Selected passage ->
Edit: I left out Vermeer by oversight.


----------



## hog987 (Apr 5, 2011)

I have been eyeing the kuhn myself. They are built heavy. Guys who run them say it will eat anything and makes a very tight bale. One of the few honest salesman tbat I like sell them but he was very impressed when they took on the kuhn line. Before that they sold vermeer.


----------



## ssbland (Oct 1, 2010)

Buy the kuhn
We have baled 8000 silage bales in 3 years
Haven't had a problem, "if" you do plug it it takes a couple seconds to clear and keep going
You will not be disappointed


----------



## kbhblazer (May 7, 2014)

Thanks for the input . Is any body else running one that you know of. My only problem is if I trade it in. i would really be the only one runnig one around here. There is a ton of Kuhn stuff running around here just no balers. The Vermeer dealer here is the one going to start selling them.


----------



## Brian O (Jun 27, 2010)

Directive A -> From the forum thread, list every username that appears as a post header.
Directive B -> Turn the paragraph of the forum thread that begins "I have been eyeing the kuhn myself" into a short bulleted list that keeps its main facts.
Directive C ->
Answer these questions using the forum thread:
(i) How many silage bales does ssbland say were baled, and over how many years?
(ii) Which type of Kuhn equipment does kbhblazer say is absent from the area?
(iii) What date is shown on hog987's post?

Information provided ->
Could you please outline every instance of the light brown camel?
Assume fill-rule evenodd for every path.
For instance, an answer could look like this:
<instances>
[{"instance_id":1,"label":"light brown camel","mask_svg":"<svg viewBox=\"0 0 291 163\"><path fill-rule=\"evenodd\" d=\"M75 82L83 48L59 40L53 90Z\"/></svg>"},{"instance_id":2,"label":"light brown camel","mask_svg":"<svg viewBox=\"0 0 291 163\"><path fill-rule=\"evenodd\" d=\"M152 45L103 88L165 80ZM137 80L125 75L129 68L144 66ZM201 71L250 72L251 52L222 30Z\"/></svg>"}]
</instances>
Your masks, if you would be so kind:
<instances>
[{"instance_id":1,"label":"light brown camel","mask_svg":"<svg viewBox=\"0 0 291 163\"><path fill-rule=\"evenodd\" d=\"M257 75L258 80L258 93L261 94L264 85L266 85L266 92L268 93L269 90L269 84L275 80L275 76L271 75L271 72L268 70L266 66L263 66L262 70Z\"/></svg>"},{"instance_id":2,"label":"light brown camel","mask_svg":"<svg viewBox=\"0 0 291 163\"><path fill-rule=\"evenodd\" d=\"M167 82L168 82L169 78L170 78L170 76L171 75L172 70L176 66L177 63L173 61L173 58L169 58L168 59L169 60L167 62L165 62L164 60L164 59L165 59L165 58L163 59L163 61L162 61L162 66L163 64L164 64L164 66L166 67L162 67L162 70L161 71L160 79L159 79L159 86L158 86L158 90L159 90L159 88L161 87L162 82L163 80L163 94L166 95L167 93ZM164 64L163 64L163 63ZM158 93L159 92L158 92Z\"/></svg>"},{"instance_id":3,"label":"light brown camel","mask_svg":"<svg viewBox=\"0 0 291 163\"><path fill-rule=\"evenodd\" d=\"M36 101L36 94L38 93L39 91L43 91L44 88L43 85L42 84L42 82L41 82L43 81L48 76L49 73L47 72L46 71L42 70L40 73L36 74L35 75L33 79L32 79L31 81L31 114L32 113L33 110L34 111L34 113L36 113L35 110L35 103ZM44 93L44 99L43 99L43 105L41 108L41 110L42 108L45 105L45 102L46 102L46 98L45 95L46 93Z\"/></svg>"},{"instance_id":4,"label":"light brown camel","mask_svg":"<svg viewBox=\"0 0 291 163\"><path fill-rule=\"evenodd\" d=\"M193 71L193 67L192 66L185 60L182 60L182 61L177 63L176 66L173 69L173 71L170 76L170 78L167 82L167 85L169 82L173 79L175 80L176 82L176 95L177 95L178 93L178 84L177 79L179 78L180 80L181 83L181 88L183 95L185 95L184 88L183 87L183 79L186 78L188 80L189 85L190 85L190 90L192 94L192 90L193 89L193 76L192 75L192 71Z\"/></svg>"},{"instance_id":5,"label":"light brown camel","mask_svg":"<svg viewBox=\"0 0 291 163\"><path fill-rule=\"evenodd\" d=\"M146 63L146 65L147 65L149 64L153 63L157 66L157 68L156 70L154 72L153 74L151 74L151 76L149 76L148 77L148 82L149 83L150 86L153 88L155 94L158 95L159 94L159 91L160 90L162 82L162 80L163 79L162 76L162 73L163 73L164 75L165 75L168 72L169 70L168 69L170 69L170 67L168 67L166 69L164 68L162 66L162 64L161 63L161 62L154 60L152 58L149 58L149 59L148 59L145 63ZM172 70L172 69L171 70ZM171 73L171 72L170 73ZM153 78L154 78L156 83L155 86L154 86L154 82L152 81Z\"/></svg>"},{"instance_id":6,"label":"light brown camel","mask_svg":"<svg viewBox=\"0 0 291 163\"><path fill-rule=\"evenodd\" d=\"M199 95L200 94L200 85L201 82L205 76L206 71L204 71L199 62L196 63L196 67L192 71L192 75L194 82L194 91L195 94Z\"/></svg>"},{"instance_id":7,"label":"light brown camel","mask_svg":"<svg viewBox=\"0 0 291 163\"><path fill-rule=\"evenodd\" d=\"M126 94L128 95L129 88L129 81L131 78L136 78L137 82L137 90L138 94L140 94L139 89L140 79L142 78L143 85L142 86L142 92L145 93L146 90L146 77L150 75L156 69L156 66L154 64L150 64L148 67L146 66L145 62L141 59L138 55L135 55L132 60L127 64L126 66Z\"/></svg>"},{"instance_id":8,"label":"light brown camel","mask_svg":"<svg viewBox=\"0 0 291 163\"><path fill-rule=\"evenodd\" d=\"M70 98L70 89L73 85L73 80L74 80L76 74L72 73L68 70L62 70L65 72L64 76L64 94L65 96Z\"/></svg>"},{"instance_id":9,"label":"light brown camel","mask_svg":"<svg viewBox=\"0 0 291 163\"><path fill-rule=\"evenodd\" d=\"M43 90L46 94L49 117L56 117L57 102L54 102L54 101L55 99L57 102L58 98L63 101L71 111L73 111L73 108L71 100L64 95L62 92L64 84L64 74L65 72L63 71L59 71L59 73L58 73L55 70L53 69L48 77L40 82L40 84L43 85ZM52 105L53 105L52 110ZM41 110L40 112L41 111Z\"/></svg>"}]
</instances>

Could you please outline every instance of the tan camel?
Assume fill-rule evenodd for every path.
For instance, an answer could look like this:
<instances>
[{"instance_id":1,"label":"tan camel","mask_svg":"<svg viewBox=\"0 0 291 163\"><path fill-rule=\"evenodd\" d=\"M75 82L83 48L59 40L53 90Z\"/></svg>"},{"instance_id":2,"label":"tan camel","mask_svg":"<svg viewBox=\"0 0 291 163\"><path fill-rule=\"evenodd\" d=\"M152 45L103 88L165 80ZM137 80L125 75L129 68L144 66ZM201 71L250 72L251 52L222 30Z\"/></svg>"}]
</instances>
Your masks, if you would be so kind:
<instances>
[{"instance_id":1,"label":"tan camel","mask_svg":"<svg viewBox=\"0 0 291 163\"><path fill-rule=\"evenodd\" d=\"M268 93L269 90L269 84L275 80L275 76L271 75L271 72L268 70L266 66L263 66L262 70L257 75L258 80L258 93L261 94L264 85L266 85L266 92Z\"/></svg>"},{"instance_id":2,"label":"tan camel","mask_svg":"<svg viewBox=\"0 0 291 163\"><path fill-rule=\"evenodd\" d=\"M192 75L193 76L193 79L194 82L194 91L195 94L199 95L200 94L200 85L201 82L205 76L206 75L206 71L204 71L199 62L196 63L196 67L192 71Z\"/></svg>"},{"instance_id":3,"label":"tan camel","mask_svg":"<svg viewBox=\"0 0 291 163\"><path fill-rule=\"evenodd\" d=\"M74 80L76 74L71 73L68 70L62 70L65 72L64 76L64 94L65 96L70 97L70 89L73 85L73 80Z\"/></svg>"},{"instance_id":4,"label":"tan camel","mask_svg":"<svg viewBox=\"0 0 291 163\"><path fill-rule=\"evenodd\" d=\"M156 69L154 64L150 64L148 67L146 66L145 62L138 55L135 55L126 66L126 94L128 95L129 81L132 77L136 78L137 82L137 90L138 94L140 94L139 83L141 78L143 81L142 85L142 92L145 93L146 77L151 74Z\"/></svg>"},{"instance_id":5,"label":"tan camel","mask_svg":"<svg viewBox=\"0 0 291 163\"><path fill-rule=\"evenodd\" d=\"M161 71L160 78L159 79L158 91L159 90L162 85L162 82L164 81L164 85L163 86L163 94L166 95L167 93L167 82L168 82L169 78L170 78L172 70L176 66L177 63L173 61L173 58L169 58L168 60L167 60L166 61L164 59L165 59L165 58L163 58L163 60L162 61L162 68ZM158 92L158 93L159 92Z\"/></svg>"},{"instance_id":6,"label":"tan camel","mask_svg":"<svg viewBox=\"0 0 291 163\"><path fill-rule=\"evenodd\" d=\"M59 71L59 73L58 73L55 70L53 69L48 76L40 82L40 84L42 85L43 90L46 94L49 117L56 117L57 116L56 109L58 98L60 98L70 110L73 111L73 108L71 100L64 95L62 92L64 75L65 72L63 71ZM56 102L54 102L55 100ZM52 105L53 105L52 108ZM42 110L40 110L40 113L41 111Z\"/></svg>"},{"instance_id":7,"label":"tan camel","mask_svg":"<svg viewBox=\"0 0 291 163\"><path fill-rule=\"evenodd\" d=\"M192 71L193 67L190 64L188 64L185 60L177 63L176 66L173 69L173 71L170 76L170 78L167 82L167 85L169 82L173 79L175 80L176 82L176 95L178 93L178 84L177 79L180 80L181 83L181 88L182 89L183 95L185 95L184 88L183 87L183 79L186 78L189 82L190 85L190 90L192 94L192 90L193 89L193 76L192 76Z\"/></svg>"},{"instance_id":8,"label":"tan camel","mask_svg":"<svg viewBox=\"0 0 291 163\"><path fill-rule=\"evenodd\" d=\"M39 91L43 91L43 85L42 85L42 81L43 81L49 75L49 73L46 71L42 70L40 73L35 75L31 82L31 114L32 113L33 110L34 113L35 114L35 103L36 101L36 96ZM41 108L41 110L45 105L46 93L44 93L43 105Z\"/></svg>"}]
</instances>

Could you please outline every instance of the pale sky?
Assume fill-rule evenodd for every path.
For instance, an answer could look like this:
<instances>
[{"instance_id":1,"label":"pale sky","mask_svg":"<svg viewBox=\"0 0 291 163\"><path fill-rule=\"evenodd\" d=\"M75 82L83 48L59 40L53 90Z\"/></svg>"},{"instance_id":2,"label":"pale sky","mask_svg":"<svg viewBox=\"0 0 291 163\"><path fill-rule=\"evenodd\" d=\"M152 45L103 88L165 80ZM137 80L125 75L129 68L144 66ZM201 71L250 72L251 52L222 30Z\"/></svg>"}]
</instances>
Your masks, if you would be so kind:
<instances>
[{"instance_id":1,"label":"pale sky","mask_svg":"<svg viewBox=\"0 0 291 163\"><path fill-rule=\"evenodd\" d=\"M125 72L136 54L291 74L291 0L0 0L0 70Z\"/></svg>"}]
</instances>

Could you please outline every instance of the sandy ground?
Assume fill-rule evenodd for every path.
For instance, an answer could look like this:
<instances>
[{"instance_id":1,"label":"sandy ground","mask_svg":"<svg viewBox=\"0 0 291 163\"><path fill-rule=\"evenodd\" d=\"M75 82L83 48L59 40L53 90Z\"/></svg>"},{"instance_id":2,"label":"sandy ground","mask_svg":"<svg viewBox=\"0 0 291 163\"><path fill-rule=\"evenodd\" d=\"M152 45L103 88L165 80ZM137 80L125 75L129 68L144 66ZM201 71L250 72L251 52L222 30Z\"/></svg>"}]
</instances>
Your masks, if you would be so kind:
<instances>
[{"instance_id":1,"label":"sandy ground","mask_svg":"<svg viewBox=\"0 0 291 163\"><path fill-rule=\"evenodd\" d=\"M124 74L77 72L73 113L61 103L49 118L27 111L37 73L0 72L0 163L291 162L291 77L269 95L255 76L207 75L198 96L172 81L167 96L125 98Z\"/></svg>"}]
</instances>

Reply A ->
hog987
ssbland
kbhblazer
Brian O

Reply B ->
- The poster has been eyeing the Kuhn.
- Kuhn balers are built heavy.
- People who run them say it will eat anything and makes a very tight bale.
- A salesman the poster considers honest sells them and was very impressed when his dealership took on the Kuhn line.
- Before that, the dealership sold Vermeer.

Reply C ->
(i) 8000 silage bales in 3 years.
(ii) Balers.
(iii) Apr 5, 2011.